• _Source passage_
--- Start ---

Up the River is a 1938 American prison comedy film directed by Alfred L. Werker and starring Preston Foster and Arthur Treacher and featuring Bill "Bojangles" Robinson. The film is a remake of a 1930 film with the same name directed by John Ford and starring Spencer Tracy and Humphrey Bogart in the roles subsequently played by Foster and Tony Martin. The remake changed the sport the plot revolves around from baseball to football.

Plot
A passenger on a luxury liner ends up in a card game with men who take him for more than $20,000. After docking and graciously offering them a ride in a limousine, the man reveals his real name, Willis, and real identity, police officer, to the two men who swindled him, Chipper Morgan and Darby Randall.

Morgan and Randall are sent to prison, where, to their amazement, Willis is the new warden. Their young cellmate Tommy Grant is on the prison's football team while Tommy's sweetheart Helen Lindsey awaits his parole.

--- End ---

• _Dataset section_
--- Start ---

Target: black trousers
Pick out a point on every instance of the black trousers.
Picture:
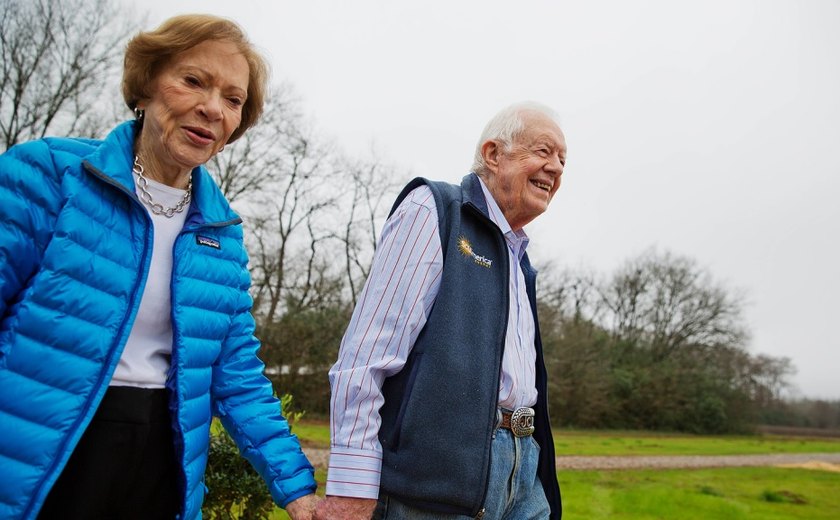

--- End ---

• _Exercise prompt_
Write out, word for word, the section of the Up the River summary that starts at "Morgan and Randall" and ends after "awaits his parole.".

• _Correct response_
Morgan and Randall are sent to prison, where, to their amazement, Willis is the new warden. Their young cellmate Tommy Grant is on the prison's football team while Tommy's sweetheart Helen Lindsey awaits his parole.